> _Work required_:
Below is a block of records: output all of them exactly and leave out the pictures.

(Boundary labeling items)
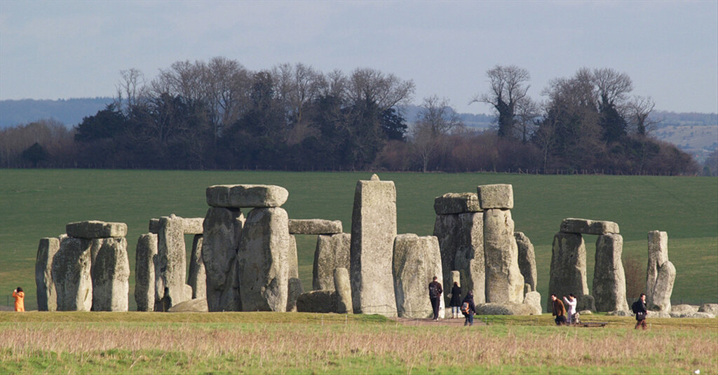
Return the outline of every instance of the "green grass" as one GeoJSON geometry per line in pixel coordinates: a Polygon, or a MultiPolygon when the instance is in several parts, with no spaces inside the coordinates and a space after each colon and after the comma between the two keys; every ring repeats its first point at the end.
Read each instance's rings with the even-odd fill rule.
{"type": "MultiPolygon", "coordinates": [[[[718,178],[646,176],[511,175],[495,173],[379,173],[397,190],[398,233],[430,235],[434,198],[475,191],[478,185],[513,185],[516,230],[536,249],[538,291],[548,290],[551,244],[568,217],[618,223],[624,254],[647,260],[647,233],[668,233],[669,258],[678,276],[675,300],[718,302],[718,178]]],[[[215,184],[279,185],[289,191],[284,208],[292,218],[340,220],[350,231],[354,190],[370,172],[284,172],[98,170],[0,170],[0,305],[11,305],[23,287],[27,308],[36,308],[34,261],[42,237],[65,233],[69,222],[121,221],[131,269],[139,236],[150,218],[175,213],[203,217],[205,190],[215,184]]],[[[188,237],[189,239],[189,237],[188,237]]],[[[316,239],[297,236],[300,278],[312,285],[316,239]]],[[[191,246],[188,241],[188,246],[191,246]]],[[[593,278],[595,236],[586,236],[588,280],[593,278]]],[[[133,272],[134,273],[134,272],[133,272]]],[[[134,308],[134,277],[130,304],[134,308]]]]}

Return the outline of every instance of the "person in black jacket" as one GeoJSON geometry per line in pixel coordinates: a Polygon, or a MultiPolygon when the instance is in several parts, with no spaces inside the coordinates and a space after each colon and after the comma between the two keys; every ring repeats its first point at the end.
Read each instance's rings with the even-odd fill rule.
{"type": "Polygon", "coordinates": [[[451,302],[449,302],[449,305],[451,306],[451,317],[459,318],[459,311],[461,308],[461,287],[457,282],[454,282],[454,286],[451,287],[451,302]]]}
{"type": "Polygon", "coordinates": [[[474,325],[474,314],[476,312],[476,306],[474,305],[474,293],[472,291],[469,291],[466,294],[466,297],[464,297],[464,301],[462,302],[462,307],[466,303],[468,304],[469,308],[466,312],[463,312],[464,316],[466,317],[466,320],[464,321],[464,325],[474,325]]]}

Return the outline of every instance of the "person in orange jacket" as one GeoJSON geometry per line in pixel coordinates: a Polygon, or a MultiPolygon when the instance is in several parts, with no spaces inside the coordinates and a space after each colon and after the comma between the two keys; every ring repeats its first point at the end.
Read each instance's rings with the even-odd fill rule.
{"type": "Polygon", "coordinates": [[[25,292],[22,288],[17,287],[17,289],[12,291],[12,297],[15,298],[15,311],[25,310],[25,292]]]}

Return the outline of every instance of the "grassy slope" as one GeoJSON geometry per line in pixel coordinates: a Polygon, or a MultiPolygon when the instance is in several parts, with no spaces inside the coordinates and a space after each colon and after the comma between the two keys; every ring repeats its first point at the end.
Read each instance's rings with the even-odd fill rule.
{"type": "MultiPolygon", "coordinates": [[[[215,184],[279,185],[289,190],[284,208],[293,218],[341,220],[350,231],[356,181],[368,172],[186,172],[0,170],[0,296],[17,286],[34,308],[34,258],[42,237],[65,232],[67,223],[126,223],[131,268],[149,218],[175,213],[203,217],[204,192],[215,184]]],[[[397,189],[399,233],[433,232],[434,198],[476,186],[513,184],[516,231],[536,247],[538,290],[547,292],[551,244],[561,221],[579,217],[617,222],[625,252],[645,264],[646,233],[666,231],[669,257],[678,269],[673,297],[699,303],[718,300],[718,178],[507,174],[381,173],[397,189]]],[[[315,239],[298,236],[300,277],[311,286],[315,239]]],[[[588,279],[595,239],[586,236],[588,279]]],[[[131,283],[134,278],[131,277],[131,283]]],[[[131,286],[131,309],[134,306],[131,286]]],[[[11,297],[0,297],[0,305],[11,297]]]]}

> _Response_:
Return the outline of every instance of the "green grass" as one GeoJSON geometry per line in pixel coordinates: a Polygon, or a MultiPolygon when the instance is in several parts, with no spaces inside the coordinates and a space after each colon and after the comma between the two keys; every ring repeats its first point at the end.
Read each instance's rings with the even-odd fill rule.
{"type": "MultiPolygon", "coordinates": [[[[718,178],[646,176],[511,175],[495,173],[379,173],[397,190],[398,233],[430,235],[434,198],[475,191],[478,185],[513,185],[516,230],[536,249],[538,291],[548,290],[551,244],[568,217],[618,223],[624,254],[647,260],[647,233],[668,233],[669,258],[678,276],[675,300],[718,302],[718,178]]],[[[215,184],[279,185],[289,191],[284,208],[292,218],[340,220],[350,231],[354,190],[370,172],[284,172],[98,170],[0,170],[0,305],[11,305],[23,287],[27,308],[36,308],[34,261],[42,237],[65,233],[69,222],[121,221],[131,269],[139,236],[150,218],[175,213],[203,217],[205,190],[215,184]]],[[[188,237],[189,239],[189,237],[188,237]]],[[[316,239],[297,236],[300,278],[312,285],[316,239]]],[[[191,246],[188,241],[188,246],[191,246]]],[[[593,278],[595,236],[586,236],[588,280],[593,278]]],[[[133,272],[134,273],[134,272],[133,272]]],[[[134,308],[134,277],[130,304],[134,308]]]]}

Return the outline of every instance of the "person in black jacket" as one GeoJSON geometry per line in pixel coordinates: a Polygon, or a MultiPolygon when the instance is in several parts, with no spaces inside the coordinates and a space after each colon and after the comma between the two keys; every ring repeats its first point at the end.
Read each instance's rings with the even-odd fill rule.
{"type": "Polygon", "coordinates": [[[451,302],[449,302],[449,305],[451,306],[451,317],[459,318],[459,311],[461,308],[461,287],[457,282],[454,282],[454,286],[451,287],[451,302]]]}
{"type": "Polygon", "coordinates": [[[474,325],[474,314],[476,312],[476,306],[474,305],[474,293],[472,291],[469,291],[466,294],[466,297],[464,297],[464,301],[462,302],[462,307],[466,303],[468,304],[469,308],[466,312],[463,312],[464,316],[466,317],[466,320],[464,321],[464,325],[474,325]]]}

Return the outline of every instance of the "person in orange jacket" as one GeoJSON geometry per line in pixel coordinates: a Polygon, or a MultiPolygon when the instance is in several parts, with no spaces inside the coordinates and a space after each colon and after the comma between the two keys; every ring repeats its first point at the end.
Read each instance's rings with the even-odd fill rule.
{"type": "Polygon", "coordinates": [[[25,292],[22,288],[17,287],[17,289],[12,291],[12,297],[15,298],[15,311],[25,310],[25,292]]]}

Return the outline of every instance of the "grassy slope" as one GeoJSON geometry per line in pixel coordinates: a Polygon, or a MultiPolygon when the instance is in several parts, with no spaces inside the coordinates and a space after each colon and after the comma between the two keys; every ring repeats its first point at the end.
Read each instance's rings with the even-odd fill rule.
{"type": "MultiPolygon", "coordinates": [[[[215,184],[279,185],[289,190],[284,208],[293,218],[341,220],[350,231],[356,181],[368,172],[186,172],[0,170],[0,296],[17,286],[34,308],[34,258],[42,237],[65,232],[67,223],[126,223],[131,268],[149,218],[175,213],[203,217],[204,192],[215,184]]],[[[397,189],[399,233],[433,232],[434,198],[476,186],[513,184],[516,231],[536,247],[538,290],[547,292],[551,244],[561,221],[579,217],[617,222],[625,252],[645,264],[646,233],[666,231],[669,257],[678,269],[673,297],[699,303],[718,300],[718,178],[507,174],[381,173],[397,189]]],[[[315,239],[298,236],[300,277],[311,286],[315,239]]],[[[588,279],[595,239],[586,236],[588,279]]],[[[131,283],[134,278],[131,277],[131,283]]],[[[131,286],[131,309],[134,306],[131,286]]],[[[11,297],[0,297],[0,305],[11,297]]]]}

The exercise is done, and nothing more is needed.